> Questions to answer:
1. Answer these questions from the article about Sandile Mkhabela's cancer treatment.
(a) In what year was Mkhabela diagnosed with prostate cancer?
(b) At which hospital did he begin radiation treatment?
(c) About how far is his Westonaria home from that hospital?
2. Decide whether each statement agrees with the article about Sandile Mkhabela's cancer treatment, and quote the words from it that settle each one.
(a) Mkhabela was given chemotherapy after his diagnosis.
(b) The tumour on his prostate ruptured in June.
(c) During his treatment he stayed at the CANSA facility over weekends.
3. Write the next part of the article about Sandile Mkhabela's cancer treatment, picking up after its last sentence.
Text for analysis below:
7 December 2012

South Africa: Fear and Worry About Treatment Interruption

Sandile Mkhabela (66) – Westonaria Pensioner

Retired school principal – two children and two grandchildren.

In 2008 Mkhabela was diagnosed with prostate cancer. Because of the slow development of his specific type of cancer he did not receive any chemotherapy or radiation, but was given medication to suppress further growth.

However, this mild treatment was not successful, and in June this year the tumour on his prostate ruptured and had to be removed. In October, doctors discovered that the cancer had spread to other parts of his body and he started radiation treatment at Charlotte Maxeke Hospital.

His Westonaria home is about 50km from the hospital and at first he undertook the return trip every day by minibus taxi, but later decided to rather stay at a facility run by the Cancer Association of South Africa (CANSA) during the week while he received his treatment and return to his family over weekends.
End of Text for analysis.
Data records below:
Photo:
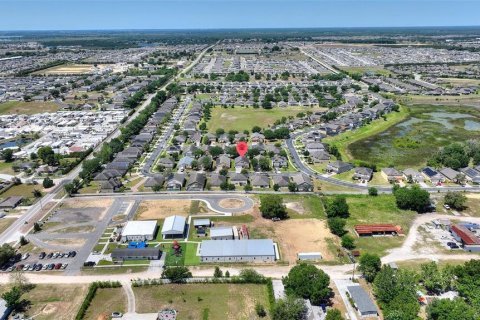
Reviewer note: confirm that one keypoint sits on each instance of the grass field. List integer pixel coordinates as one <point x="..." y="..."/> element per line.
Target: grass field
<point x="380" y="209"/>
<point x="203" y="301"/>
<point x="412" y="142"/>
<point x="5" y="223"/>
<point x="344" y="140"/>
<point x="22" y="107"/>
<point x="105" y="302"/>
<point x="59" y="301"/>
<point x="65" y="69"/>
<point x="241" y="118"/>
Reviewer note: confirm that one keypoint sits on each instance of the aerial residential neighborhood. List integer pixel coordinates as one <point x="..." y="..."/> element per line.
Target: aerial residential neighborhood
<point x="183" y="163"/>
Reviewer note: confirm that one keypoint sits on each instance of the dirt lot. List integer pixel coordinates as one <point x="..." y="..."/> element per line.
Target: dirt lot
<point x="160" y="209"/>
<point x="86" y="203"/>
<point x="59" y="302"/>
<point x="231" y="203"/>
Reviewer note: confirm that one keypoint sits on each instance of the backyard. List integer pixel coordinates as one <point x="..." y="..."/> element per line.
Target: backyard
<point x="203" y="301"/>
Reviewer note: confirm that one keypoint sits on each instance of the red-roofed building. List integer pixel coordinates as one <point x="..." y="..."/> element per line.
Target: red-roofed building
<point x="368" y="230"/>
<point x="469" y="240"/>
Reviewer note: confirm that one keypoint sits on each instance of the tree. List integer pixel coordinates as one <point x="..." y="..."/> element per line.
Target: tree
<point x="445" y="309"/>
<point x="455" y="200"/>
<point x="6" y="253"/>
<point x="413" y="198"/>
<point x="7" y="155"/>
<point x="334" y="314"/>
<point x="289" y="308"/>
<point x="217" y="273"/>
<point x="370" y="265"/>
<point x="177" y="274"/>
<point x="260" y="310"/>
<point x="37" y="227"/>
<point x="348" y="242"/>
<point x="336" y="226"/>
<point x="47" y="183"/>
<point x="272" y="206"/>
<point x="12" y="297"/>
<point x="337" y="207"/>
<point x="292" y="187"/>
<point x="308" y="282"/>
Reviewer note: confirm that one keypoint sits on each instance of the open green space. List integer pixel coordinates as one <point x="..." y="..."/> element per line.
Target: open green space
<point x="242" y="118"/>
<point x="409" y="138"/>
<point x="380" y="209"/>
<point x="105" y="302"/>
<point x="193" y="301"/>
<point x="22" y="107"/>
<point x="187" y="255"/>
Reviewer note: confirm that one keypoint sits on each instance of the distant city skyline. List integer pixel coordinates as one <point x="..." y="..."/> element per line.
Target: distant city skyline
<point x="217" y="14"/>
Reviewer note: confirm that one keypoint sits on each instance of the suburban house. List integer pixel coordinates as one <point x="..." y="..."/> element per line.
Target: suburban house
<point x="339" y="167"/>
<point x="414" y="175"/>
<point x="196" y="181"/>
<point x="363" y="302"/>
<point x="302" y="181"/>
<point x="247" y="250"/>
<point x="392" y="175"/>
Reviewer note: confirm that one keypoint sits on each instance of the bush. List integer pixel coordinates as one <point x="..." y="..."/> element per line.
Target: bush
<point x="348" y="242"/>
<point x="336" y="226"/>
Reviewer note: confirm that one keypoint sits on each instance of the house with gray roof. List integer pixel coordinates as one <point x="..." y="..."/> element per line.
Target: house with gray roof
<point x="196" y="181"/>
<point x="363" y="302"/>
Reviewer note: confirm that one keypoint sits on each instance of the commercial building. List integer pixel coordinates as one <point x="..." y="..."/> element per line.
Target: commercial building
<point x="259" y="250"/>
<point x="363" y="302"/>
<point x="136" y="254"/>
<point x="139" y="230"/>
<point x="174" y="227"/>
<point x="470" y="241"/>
End of Data records.
Data records below:
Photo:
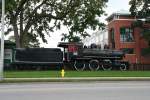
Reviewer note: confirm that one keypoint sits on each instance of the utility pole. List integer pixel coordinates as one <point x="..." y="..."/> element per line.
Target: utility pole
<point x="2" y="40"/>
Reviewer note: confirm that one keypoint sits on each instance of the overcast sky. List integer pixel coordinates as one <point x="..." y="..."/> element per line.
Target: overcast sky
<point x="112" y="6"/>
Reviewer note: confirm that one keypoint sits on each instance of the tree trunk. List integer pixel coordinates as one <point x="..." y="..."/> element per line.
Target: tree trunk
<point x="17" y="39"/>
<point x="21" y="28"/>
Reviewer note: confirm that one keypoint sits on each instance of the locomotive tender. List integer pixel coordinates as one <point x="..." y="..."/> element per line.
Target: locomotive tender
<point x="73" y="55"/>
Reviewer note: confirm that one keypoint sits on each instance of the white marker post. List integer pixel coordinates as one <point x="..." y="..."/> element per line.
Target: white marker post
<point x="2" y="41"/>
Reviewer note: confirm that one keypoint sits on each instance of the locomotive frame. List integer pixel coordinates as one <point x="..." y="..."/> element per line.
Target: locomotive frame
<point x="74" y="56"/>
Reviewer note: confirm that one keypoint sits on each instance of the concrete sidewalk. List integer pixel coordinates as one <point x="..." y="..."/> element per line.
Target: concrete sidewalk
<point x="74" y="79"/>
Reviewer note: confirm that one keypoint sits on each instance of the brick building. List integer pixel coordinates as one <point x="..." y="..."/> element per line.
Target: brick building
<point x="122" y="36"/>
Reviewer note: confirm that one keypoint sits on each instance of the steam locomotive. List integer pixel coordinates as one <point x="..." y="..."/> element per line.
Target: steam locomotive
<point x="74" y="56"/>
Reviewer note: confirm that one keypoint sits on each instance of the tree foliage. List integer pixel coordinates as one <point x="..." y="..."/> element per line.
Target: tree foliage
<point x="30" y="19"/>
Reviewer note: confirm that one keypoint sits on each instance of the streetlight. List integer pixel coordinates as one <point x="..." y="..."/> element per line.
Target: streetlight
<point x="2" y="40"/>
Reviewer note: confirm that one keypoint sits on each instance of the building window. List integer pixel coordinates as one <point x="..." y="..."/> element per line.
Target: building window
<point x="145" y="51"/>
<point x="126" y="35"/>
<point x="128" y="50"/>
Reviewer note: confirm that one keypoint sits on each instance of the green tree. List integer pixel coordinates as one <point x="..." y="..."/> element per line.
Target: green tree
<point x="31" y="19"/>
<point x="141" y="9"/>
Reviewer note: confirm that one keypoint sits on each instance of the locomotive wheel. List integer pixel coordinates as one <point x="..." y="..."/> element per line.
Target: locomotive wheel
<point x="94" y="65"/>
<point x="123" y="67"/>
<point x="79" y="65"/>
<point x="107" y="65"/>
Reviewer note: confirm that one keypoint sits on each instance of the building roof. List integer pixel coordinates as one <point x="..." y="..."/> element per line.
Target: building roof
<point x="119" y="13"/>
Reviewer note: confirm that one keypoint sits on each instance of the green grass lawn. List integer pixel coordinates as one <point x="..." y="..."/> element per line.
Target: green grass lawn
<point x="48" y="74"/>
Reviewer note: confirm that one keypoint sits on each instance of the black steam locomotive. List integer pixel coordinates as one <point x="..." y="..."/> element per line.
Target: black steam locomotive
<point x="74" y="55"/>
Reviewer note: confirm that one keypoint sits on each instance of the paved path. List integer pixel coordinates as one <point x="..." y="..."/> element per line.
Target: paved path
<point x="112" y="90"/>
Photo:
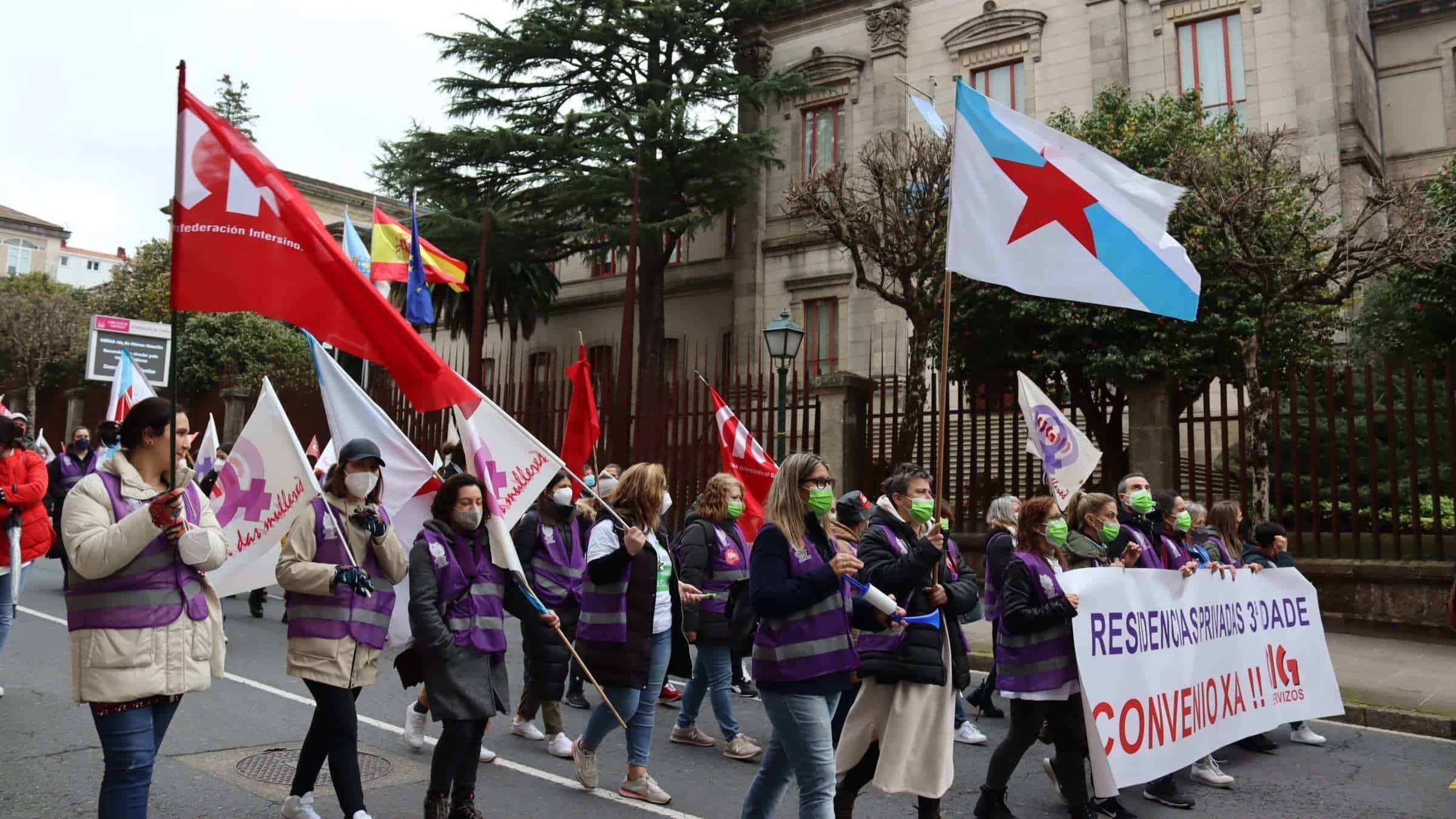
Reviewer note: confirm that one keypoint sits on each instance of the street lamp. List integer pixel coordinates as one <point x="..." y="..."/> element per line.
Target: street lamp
End of Data records.
Data records below:
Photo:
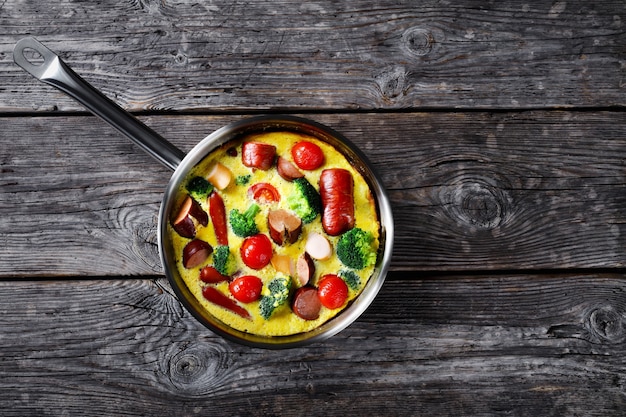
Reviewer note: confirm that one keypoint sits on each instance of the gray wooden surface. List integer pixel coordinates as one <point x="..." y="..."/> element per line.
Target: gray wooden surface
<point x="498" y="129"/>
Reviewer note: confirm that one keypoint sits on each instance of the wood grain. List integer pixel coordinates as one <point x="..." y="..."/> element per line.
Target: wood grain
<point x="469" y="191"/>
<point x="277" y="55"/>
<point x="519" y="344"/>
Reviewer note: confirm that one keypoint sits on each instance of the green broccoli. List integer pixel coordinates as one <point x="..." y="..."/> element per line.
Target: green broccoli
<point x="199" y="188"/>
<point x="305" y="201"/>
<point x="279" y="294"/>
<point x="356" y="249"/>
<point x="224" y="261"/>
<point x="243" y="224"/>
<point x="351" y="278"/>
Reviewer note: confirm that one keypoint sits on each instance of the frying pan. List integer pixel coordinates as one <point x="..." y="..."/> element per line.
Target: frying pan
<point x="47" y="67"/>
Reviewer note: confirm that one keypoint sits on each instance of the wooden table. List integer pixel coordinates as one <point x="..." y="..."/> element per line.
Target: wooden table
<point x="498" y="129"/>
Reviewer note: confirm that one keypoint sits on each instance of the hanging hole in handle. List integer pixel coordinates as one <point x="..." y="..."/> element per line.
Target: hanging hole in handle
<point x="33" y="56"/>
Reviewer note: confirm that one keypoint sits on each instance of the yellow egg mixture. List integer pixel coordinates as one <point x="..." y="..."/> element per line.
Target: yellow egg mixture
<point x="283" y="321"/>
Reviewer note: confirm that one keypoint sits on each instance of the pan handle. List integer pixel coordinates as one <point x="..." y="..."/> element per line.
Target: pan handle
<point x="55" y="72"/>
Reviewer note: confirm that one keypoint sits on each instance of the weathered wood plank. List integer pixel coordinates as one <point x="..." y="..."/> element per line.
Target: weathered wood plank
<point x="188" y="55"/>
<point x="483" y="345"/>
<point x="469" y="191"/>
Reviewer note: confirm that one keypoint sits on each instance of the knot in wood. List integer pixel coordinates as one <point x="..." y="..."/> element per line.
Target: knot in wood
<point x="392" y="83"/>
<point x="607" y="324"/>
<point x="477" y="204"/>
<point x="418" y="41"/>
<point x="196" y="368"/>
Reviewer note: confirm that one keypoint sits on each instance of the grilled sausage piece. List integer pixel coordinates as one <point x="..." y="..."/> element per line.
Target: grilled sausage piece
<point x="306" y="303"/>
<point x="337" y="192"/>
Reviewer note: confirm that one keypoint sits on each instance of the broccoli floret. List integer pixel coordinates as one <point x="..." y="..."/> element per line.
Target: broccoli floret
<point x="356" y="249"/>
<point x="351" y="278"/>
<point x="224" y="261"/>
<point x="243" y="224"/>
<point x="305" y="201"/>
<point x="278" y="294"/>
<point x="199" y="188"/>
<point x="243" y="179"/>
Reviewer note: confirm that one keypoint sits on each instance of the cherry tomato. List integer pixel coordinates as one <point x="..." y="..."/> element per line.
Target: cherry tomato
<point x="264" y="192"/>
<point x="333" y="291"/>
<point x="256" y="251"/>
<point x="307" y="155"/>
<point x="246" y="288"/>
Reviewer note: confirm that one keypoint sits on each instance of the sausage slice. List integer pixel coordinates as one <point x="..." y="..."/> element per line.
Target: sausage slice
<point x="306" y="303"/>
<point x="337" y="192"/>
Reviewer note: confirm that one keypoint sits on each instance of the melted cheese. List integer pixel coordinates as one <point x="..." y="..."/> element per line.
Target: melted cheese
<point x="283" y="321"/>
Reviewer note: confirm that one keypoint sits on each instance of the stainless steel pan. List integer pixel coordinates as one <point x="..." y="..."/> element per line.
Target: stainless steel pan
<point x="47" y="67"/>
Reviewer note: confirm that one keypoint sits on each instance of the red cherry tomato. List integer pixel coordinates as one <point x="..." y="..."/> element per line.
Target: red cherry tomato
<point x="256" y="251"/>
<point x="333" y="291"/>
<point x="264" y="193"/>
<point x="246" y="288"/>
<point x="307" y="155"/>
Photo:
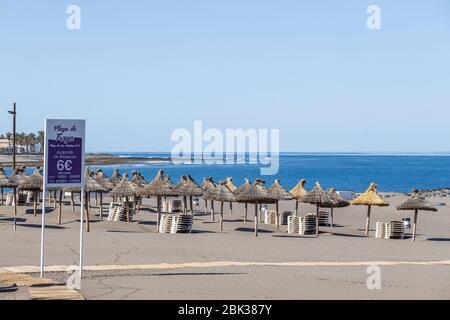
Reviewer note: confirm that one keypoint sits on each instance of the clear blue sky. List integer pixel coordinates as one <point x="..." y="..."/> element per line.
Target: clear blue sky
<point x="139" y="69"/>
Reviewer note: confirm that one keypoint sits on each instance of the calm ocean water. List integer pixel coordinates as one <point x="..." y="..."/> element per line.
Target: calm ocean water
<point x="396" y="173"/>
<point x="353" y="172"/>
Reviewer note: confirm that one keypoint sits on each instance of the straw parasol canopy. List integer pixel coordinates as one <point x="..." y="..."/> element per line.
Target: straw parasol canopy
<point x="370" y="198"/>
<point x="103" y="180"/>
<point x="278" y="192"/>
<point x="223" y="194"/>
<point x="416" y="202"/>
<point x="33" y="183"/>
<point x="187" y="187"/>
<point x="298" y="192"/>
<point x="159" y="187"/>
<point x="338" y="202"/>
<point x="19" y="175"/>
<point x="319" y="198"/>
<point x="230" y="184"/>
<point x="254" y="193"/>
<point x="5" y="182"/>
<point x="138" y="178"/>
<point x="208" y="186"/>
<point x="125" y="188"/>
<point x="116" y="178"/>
End of Data records.
> Answer set:
1.
(a) 2008
(b) Charlotte Maxeke Hospital
(c) About 50km

2.
(a) No: "he did not receive any chemotherapy or radiation"
(b) Yes: "in June this year the tumour on his prostate ruptured and had to be removed"
(c) No: "stay at a facility run by the Cancer Association of South Africa (CANSA) during the week while he received his treatment and return to his family over weekends"

3.
When Mkhabela arrived for treatment on October 16 he was informed that the radiation machine has broken down and that they would call him when it was repaired.

“This created a lot of fear and worry. I don’t want to die, but I know the cancer can kill me if I don’t get the treatment,” said Mkhabela. “The hospital told me not to miss any treatments because I might get sick again, but now they say nothing, and they don’t make alternative arrangements for treatment.”

“I’m a sick person. When I come to hospital only to be told the machine isn’t working, it’s a terrible experience,” he said. “Now the machine is working, but we don’t know until when.”